## Task
Swap "innermost point" for "central point" in the lines from the one containing "of the construction" through the last line, leaving everything else unchanged. Give back only those lines.

* start Records provided *

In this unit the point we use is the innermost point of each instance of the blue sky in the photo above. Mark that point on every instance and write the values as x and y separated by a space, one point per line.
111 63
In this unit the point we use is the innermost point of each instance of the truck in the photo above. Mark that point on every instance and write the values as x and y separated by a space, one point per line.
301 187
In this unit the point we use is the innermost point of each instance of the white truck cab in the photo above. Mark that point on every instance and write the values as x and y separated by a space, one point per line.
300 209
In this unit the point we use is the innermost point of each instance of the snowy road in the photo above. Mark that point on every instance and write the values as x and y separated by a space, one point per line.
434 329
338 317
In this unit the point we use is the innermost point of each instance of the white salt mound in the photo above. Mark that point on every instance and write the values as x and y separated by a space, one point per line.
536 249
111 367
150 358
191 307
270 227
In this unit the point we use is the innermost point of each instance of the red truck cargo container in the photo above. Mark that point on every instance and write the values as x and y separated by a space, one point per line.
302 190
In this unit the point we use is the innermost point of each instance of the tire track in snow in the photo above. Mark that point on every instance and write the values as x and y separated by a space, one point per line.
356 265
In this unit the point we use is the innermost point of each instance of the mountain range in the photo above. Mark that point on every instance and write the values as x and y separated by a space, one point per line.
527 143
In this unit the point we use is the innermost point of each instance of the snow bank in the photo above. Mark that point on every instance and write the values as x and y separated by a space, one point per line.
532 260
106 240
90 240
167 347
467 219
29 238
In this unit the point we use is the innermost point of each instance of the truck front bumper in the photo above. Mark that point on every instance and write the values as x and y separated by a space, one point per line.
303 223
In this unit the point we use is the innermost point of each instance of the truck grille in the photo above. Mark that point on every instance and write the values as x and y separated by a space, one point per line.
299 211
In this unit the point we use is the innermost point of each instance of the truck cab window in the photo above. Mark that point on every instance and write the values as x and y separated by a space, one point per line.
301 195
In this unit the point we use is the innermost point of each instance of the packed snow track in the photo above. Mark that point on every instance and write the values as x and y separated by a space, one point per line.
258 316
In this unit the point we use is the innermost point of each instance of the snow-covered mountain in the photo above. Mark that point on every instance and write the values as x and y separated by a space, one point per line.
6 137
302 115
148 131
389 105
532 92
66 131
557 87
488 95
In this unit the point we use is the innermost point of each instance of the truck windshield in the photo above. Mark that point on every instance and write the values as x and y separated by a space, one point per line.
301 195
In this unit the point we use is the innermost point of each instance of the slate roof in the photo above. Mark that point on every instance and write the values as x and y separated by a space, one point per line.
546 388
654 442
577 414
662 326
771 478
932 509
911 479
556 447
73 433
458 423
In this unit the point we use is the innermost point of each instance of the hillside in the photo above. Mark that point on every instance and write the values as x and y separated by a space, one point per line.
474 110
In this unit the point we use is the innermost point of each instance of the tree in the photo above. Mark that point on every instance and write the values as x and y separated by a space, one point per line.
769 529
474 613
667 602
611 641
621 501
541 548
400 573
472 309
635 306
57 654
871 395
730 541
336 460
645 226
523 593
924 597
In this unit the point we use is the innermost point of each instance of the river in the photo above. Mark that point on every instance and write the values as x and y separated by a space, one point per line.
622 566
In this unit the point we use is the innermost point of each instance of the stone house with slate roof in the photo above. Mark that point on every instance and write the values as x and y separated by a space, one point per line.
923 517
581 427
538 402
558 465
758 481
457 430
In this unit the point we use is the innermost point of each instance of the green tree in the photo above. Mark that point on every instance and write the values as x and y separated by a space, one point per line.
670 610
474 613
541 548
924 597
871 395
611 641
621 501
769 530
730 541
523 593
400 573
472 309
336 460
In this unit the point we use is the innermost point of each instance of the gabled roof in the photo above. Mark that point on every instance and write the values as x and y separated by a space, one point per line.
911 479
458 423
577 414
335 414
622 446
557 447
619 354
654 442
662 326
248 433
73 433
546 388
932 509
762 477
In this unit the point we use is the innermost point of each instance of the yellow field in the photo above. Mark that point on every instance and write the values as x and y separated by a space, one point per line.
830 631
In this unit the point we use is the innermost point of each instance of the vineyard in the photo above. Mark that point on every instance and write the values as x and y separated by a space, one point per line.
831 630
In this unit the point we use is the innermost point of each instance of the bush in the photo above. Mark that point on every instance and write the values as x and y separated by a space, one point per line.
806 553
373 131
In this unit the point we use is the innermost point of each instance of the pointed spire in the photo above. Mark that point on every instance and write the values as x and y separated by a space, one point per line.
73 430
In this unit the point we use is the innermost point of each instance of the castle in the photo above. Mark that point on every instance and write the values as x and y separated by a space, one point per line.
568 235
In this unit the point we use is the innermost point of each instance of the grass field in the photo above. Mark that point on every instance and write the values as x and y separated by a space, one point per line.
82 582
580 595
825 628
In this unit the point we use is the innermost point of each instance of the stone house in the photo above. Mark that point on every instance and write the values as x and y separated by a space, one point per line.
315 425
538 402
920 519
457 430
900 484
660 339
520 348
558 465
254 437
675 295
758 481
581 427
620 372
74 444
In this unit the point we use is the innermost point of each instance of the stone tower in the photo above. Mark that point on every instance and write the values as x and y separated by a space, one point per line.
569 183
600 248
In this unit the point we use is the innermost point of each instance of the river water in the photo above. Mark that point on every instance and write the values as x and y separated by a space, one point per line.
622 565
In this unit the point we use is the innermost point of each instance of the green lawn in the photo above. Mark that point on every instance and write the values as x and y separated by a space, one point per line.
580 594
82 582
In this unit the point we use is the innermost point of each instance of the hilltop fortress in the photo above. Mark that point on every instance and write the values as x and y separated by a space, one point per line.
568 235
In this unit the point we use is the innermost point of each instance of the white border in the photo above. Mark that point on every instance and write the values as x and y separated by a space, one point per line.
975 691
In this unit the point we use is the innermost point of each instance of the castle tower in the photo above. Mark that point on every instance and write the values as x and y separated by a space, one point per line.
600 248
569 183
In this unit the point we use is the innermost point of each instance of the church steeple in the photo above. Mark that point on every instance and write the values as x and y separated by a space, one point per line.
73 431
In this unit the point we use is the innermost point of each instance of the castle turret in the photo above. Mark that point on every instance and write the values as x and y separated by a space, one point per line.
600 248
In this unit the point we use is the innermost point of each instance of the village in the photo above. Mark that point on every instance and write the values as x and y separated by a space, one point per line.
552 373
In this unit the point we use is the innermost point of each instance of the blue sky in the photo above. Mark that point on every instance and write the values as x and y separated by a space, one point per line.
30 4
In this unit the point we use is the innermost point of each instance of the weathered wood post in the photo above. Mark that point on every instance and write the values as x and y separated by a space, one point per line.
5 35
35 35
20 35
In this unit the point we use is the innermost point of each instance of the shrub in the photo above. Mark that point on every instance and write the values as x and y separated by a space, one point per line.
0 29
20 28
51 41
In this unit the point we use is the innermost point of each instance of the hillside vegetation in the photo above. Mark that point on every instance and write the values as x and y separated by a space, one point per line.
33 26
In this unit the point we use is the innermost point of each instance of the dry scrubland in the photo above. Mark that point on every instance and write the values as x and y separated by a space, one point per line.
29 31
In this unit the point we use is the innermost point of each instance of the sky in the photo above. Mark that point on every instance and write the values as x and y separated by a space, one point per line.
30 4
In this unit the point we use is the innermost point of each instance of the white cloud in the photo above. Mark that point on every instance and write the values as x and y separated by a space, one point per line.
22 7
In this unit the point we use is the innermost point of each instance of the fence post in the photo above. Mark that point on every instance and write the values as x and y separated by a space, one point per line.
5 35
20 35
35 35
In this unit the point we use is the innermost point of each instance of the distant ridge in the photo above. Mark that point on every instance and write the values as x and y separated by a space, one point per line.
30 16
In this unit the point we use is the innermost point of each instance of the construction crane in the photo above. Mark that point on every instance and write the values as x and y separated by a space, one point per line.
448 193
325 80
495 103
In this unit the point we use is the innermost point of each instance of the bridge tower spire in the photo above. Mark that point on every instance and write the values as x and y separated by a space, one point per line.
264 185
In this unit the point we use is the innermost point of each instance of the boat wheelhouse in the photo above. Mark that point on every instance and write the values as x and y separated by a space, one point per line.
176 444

* end Records provided *

## Output of the exercise
In this unit the point we use is the central point of each instance of the construction crane in the photo above. Mark that point on every instance and write the values as x and y separated by a space, one point per line.
448 193
325 80
495 103
In this unit the point we use is the central point of each instance of the bridge tower spire in the photo above. Mark that point on every instance and write the values as x and y separated by a space, one point per line.
264 185
In this unit the point we use is the central point of each instance of the boat wheelhouse in the photo above. Mark that point on every instance and write the values as x and y separated by a space, one point per line.
176 444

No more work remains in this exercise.